> **Description of the task**
Provide only the number of lines in the following data that contain "mountain".

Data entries
Start of Block

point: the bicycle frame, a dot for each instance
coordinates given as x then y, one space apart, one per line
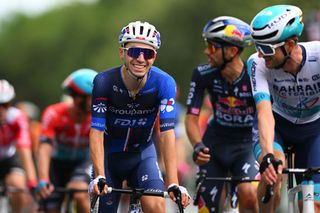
135 195
203 177
68 208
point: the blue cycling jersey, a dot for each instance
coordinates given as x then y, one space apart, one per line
128 122
233 104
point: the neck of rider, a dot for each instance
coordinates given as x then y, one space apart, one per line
233 67
294 57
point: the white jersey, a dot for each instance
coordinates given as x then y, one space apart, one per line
296 98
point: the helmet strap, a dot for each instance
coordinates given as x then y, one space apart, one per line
225 61
137 78
286 57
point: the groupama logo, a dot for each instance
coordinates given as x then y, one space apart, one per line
167 105
100 108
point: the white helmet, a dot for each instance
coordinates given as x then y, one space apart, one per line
141 32
6 92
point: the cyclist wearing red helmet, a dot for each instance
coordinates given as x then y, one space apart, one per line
64 150
16 163
226 146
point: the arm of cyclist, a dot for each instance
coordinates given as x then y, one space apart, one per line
200 151
97 157
44 188
28 165
268 162
168 149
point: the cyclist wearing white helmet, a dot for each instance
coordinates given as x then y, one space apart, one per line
64 144
227 143
286 87
126 102
16 163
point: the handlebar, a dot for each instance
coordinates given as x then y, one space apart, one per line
137 193
307 172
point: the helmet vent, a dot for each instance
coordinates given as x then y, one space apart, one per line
141 30
262 37
290 22
218 29
148 33
133 30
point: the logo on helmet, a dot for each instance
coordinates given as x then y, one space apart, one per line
231 31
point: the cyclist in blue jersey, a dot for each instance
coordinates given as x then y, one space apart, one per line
227 142
285 79
126 101
63 156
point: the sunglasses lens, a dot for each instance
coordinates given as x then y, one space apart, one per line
265 49
135 52
5 105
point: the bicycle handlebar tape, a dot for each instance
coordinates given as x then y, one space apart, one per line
267 159
101 183
269 193
199 147
177 194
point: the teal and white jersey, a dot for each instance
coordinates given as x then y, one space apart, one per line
296 98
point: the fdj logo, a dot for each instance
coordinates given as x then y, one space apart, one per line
128 122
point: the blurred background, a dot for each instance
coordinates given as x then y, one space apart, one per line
42 41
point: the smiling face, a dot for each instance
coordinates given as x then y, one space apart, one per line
138 61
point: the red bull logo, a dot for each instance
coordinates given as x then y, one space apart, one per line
232 102
231 31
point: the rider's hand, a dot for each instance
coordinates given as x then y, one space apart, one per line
201 154
44 189
270 167
94 187
175 190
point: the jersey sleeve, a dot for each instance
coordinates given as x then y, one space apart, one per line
99 102
196 93
167 97
23 136
48 122
258 78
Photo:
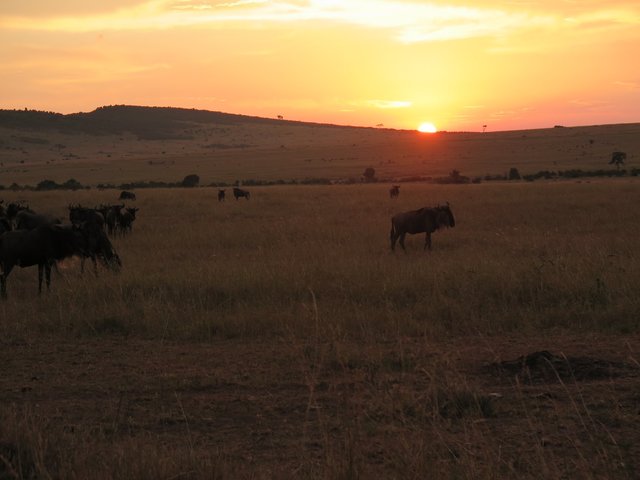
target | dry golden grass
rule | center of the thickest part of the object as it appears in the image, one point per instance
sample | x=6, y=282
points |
x=522, y=257
x=279, y=337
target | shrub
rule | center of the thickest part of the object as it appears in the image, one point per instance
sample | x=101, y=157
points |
x=191, y=181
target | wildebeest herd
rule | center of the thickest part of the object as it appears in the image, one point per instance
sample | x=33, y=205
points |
x=28, y=238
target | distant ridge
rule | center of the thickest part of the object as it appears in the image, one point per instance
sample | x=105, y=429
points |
x=146, y=122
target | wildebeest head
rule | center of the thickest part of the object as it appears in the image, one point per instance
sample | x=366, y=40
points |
x=13, y=208
x=444, y=216
x=125, y=195
x=96, y=243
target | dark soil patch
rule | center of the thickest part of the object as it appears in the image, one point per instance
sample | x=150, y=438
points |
x=544, y=367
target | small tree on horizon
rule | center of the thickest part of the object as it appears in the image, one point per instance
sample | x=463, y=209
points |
x=617, y=159
x=369, y=174
x=191, y=180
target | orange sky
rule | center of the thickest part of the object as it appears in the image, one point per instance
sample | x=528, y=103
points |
x=458, y=64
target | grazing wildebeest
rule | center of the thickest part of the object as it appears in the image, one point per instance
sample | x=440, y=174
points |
x=426, y=220
x=95, y=245
x=46, y=244
x=126, y=219
x=238, y=192
x=79, y=215
x=125, y=195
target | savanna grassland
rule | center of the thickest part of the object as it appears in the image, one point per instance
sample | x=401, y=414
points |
x=280, y=338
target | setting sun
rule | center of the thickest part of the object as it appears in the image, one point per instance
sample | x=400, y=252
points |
x=427, y=128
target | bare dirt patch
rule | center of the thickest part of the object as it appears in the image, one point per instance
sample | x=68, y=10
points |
x=331, y=410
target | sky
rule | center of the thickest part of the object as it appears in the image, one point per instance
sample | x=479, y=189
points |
x=467, y=65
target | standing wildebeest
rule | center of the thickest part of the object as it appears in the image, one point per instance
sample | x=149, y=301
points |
x=112, y=218
x=79, y=215
x=126, y=219
x=46, y=244
x=5, y=225
x=426, y=220
x=238, y=192
x=125, y=195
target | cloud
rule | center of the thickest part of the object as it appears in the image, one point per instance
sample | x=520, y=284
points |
x=405, y=21
x=632, y=86
x=388, y=104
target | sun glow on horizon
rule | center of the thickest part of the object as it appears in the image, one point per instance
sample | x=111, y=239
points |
x=427, y=127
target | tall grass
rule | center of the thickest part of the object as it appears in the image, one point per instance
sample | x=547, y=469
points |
x=522, y=257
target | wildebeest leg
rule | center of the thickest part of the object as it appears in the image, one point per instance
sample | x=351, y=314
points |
x=427, y=241
x=47, y=271
x=393, y=237
x=402, y=241
x=6, y=270
x=40, y=270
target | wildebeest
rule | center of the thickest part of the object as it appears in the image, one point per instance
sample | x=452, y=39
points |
x=13, y=209
x=425, y=220
x=126, y=219
x=112, y=218
x=238, y=192
x=79, y=214
x=125, y=195
x=46, y=244
x=5, y=225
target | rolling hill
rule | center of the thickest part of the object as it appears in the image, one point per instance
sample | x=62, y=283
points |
x=119, y=144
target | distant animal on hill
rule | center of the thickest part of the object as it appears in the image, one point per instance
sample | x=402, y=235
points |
x=125, y=195
x=45, y=245
x=425, y=220
x=13, y=208
x=238, y=193
x=28, y=220
x=126, y=220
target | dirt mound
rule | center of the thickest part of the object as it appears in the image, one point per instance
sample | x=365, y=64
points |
x=544, y=366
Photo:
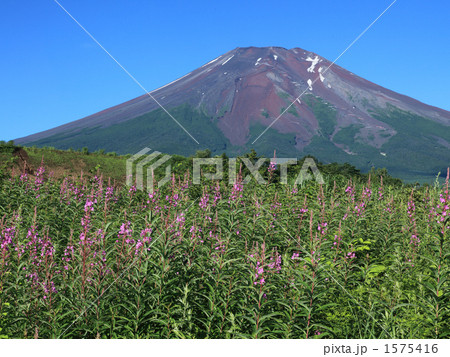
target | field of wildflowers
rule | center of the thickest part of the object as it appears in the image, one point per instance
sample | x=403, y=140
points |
x=82, y=258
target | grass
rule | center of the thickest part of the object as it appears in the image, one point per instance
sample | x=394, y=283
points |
x=83, y=258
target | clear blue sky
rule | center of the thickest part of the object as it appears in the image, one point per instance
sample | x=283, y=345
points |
x=53, y=73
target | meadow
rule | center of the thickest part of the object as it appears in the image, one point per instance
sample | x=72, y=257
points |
x=82, y=257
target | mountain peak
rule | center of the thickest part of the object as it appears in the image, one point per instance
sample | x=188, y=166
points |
x=309, y=107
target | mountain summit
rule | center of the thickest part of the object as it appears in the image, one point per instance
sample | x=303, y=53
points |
x=228, y=102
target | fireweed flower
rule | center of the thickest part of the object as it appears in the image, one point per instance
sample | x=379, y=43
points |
x=263, y=267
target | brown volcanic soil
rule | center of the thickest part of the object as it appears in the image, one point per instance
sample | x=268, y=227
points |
x=247, y=81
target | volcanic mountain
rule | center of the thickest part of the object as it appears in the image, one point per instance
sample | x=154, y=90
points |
x=302, y=105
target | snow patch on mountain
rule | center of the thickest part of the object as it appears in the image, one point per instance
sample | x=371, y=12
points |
x=228, y=60
x=314, y=62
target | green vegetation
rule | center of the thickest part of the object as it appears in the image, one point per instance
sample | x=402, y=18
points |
x=154, y=129
x=352, y=258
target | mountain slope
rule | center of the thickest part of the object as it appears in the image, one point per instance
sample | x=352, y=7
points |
x=227, y=103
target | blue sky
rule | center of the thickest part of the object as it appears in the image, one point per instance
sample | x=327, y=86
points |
x=53, y=73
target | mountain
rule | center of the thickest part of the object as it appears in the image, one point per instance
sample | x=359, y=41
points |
x=228, y=102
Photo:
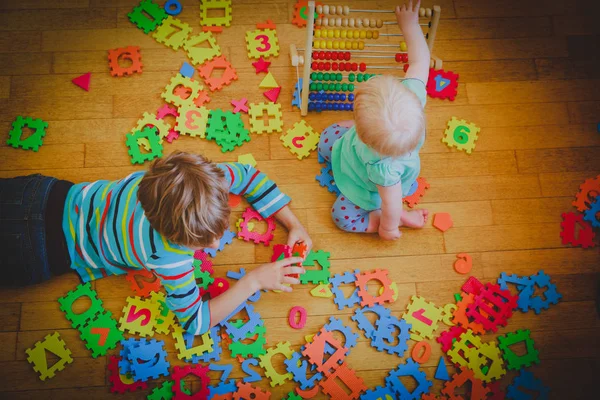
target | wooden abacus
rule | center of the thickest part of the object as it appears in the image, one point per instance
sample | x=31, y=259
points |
x=338, y=39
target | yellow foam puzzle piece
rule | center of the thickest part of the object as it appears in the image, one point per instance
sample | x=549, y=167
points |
x=268, y=82
x=301, y=139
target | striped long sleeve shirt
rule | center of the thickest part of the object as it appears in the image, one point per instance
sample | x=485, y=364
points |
x=108, y=234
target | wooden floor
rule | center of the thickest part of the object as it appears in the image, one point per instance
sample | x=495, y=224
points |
x=529, y=77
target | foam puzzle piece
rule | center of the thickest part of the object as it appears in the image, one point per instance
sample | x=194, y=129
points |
x=139, y=316
x=266, y=362
x=34, y=141
x=122, y=383
x=101, y=334
x=228, y=75
x=299, y=368
x=527, y=380
x=319, y=259
x=129, y=53
x=442, y=221
x=83, y=81
x=261, y=65
x=207, y=5
x=268, y=82
x=272, y=111
x=262, y=43
x=321, y=290
x=196, y=49
x=576, y=231
x=147, y=16
x=350, y=381
x=364, y=323
x=339, y=298
x=442, y=84
x=200, y=372
x=301, y=139
x=461, y=134
x=368, y=300
x=416, y=197
x=589, y=190
x=478, y=389
x=423, y=317
x=37, y=356
x=148, y=360
x=81, y=318
x=172, y=33
x=409, y=368
x=325, y=179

End of Block

> **Response box**
6